*Data to use*:
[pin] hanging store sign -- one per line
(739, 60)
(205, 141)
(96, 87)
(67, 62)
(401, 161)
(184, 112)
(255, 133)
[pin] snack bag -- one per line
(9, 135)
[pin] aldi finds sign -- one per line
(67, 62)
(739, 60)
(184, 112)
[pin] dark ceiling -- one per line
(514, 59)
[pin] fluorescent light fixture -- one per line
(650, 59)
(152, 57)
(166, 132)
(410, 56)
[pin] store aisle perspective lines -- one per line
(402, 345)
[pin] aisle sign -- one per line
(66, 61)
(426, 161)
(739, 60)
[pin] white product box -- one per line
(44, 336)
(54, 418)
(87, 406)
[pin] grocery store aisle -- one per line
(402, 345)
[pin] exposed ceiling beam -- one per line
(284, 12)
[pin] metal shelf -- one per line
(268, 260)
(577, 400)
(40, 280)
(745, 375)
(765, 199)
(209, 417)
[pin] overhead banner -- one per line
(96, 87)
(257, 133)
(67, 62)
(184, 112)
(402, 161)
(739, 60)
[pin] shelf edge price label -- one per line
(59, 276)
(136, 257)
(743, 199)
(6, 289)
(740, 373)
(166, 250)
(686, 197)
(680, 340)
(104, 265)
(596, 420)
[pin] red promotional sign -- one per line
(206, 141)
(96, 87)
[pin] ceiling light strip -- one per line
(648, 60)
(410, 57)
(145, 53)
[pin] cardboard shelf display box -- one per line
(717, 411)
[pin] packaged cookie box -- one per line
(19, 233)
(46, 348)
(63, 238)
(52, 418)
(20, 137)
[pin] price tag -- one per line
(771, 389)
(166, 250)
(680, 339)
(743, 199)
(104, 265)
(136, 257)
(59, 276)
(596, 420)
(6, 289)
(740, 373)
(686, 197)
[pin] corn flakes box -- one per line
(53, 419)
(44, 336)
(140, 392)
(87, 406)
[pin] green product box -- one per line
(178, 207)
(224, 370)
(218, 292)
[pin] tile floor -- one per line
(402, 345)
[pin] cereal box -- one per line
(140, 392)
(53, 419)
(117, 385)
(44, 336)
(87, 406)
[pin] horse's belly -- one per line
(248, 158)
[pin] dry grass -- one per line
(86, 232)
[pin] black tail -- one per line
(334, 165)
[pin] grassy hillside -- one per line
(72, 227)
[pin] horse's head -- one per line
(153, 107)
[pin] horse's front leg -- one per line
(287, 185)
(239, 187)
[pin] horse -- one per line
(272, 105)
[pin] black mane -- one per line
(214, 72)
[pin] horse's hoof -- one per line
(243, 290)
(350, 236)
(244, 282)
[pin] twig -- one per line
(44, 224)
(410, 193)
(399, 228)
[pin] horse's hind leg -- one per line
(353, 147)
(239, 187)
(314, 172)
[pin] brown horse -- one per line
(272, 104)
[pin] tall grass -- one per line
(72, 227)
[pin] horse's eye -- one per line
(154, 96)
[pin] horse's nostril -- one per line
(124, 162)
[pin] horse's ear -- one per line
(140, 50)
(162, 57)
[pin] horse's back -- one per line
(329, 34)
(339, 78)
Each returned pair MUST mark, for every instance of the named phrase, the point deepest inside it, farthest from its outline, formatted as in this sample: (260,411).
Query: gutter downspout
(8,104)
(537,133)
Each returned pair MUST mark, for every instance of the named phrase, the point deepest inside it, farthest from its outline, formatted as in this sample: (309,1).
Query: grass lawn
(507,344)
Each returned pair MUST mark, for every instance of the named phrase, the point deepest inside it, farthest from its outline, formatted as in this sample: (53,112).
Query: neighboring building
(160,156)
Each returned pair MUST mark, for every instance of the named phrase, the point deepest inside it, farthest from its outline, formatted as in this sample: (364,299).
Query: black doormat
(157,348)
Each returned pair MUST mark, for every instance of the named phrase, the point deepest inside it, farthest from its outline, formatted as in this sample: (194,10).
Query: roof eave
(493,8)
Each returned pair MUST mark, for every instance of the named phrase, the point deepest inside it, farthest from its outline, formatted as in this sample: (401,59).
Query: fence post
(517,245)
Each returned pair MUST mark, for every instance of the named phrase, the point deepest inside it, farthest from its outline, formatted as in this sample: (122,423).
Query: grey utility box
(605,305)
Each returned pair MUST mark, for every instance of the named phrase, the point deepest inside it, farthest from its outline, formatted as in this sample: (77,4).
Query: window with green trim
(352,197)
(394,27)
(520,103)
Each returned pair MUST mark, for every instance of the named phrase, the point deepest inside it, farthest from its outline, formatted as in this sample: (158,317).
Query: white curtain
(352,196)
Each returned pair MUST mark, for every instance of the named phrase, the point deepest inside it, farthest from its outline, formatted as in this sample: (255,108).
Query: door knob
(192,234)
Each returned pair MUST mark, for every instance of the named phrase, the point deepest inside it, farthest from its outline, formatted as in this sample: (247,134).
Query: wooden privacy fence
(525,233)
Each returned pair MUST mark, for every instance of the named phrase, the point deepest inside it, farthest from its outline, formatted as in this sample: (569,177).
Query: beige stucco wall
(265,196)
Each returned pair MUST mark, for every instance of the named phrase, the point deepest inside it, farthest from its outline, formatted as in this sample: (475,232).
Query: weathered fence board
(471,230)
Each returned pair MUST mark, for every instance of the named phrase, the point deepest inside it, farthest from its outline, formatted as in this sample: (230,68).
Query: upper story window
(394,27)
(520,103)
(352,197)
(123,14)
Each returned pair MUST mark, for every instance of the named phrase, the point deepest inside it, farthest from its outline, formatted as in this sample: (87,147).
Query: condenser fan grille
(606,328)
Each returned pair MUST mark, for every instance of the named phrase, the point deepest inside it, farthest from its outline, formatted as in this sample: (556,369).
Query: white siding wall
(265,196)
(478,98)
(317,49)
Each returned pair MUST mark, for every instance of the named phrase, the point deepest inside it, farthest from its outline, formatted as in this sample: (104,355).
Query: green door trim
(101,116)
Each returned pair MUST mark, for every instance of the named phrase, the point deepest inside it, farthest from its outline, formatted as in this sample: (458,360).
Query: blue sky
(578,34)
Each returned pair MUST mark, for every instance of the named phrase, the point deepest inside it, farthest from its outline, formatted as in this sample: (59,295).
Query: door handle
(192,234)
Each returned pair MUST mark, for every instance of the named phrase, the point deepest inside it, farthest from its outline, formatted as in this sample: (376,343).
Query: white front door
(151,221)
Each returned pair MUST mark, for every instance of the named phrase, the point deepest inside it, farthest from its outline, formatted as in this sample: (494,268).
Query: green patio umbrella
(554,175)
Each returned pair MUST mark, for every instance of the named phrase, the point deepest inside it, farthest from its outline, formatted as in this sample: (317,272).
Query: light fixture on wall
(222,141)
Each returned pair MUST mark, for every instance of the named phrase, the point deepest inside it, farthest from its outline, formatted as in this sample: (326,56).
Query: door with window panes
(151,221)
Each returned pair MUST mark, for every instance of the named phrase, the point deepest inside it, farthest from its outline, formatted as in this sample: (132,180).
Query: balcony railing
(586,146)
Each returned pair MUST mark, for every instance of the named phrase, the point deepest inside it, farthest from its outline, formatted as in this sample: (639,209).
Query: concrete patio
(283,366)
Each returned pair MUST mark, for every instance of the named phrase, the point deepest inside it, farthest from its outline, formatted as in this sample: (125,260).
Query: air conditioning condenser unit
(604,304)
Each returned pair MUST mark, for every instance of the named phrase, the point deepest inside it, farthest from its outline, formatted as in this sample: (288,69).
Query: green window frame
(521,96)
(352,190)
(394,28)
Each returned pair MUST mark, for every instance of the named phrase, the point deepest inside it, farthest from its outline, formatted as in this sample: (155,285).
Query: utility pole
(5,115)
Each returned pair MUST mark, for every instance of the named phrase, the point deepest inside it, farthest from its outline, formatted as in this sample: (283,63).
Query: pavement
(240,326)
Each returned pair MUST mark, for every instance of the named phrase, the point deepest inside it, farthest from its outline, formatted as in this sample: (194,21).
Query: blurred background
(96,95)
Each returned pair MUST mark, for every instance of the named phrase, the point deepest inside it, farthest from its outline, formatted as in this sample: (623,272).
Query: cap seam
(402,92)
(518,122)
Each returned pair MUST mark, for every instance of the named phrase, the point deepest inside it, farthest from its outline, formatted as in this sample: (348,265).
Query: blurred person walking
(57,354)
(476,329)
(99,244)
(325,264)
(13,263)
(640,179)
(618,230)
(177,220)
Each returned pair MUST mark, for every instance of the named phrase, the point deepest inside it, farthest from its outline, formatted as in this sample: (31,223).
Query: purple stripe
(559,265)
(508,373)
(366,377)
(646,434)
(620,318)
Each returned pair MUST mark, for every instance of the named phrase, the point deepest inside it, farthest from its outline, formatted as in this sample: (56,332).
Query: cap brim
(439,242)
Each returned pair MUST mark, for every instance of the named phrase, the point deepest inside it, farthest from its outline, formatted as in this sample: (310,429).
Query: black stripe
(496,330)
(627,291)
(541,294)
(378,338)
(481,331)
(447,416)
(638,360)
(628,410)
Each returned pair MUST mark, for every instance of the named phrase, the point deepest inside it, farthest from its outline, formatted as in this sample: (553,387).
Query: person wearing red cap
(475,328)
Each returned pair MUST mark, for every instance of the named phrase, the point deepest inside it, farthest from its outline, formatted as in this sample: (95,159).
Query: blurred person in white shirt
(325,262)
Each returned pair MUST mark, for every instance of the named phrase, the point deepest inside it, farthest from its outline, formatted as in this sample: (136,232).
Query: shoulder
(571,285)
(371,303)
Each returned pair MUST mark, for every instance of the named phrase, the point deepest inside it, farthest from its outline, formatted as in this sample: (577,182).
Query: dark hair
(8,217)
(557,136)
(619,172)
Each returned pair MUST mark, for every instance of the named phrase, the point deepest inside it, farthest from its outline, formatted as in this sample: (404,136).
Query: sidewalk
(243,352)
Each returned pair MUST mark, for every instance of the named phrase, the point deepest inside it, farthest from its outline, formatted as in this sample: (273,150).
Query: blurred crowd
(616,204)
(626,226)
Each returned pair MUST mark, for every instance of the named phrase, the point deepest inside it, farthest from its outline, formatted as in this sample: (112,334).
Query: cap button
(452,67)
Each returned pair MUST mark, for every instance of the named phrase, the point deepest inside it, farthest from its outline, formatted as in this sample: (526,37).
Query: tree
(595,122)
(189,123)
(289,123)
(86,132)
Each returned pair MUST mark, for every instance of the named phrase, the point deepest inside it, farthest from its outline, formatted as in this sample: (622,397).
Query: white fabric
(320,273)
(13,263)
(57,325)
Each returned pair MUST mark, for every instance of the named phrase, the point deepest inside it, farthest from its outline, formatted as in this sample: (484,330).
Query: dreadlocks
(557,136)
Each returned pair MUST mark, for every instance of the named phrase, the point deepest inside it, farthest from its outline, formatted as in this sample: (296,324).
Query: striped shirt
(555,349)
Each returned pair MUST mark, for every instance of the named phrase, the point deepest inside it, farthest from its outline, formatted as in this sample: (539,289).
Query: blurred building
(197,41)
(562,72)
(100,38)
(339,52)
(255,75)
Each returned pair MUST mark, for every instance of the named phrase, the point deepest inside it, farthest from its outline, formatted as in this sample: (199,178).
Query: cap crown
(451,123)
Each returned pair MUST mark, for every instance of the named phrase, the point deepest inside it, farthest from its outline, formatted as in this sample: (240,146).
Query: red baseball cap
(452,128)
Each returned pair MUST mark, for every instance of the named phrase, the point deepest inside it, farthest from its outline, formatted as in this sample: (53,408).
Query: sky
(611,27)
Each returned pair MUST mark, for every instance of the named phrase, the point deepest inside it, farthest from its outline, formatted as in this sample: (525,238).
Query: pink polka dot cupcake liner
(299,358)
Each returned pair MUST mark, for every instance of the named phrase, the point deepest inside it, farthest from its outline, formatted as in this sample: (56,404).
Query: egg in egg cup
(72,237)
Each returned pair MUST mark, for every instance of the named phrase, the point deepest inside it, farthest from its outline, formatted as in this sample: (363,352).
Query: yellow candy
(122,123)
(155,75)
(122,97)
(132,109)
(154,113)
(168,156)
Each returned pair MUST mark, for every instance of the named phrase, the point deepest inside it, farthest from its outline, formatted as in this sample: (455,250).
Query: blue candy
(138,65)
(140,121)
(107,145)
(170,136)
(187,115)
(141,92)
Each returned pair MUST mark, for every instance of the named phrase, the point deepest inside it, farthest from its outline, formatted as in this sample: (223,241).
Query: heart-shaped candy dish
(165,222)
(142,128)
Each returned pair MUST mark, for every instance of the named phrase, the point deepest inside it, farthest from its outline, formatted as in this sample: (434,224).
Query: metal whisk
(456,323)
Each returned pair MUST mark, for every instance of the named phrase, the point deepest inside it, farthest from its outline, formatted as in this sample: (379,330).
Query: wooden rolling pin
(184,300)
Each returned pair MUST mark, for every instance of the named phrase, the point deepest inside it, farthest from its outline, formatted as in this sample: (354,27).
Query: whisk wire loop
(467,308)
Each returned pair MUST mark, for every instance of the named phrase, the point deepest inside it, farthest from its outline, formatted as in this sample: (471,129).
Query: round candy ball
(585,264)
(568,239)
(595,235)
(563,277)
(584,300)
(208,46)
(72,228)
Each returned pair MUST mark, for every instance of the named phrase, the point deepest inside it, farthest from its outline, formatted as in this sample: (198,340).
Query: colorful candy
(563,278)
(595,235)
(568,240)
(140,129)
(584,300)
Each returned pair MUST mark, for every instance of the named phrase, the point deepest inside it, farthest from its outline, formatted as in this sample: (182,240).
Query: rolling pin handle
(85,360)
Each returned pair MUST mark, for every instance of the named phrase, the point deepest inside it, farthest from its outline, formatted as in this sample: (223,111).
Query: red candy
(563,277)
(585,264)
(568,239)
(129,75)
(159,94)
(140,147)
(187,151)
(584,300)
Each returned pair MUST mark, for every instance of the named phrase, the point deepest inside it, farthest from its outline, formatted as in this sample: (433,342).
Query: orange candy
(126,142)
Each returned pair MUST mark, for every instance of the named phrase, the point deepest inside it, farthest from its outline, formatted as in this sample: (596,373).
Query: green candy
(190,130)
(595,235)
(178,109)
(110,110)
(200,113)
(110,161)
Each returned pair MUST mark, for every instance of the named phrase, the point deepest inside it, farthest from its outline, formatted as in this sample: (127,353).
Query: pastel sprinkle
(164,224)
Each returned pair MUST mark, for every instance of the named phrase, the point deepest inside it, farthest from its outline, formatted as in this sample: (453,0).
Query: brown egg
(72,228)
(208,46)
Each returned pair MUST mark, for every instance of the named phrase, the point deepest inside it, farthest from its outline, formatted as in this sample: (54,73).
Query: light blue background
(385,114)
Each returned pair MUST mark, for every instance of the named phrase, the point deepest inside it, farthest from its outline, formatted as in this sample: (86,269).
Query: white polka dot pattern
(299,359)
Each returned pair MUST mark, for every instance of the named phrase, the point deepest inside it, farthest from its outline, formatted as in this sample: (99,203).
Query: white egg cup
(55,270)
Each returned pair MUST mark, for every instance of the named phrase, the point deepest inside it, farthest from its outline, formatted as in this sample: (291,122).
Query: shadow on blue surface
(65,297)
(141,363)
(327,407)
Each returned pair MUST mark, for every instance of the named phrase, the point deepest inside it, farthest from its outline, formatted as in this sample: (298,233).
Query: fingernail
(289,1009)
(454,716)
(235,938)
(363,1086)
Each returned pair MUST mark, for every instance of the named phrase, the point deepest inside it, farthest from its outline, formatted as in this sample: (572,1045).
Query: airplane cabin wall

*What the task requires*: Your answer must consist solely of the lines above between the line holding "this sample: (158,317)." and the line holding "this sample: (230,68).", inclusive, copied exactly.

*Response box*:
Each returned pair MUST mark, for every instance of the named phrase, the point deepest inside it, farthest from its outline, formatted as in this sample: (158,317).
Query: white curtain
(352,196)
Each returned pair MUST mark, for every instance of the named phrase, the point deepest inside it, farthest from its outline, formatted as in this sample: (255,108).
Query: door knob
(192,234)
Each returned pair MUST mark, for every instance of the named phrase, the point deepest inside it, farthest from its outline, formatted as in this sample: (247,134).
Query: wooden privacy fence
(525,233)
Each returned pair MUST mark, for every instance of the named phrase, the point deepest inside it, farthest from its outline, formatted as in this sample: (569,177).
Query: beige stucco wall
(265,196)
Each returned pair MUST mark, for every instance of the named phrase, the point deepest inside it, farthest from its outline, formatted as in this sample: (475,232).
Query: weathered fence board
(471,230)
Each returned pair MUST mark, for every instance of the named phrase, the point deepest inside it, farthest from its outline, formatted as in this sample: (230,68).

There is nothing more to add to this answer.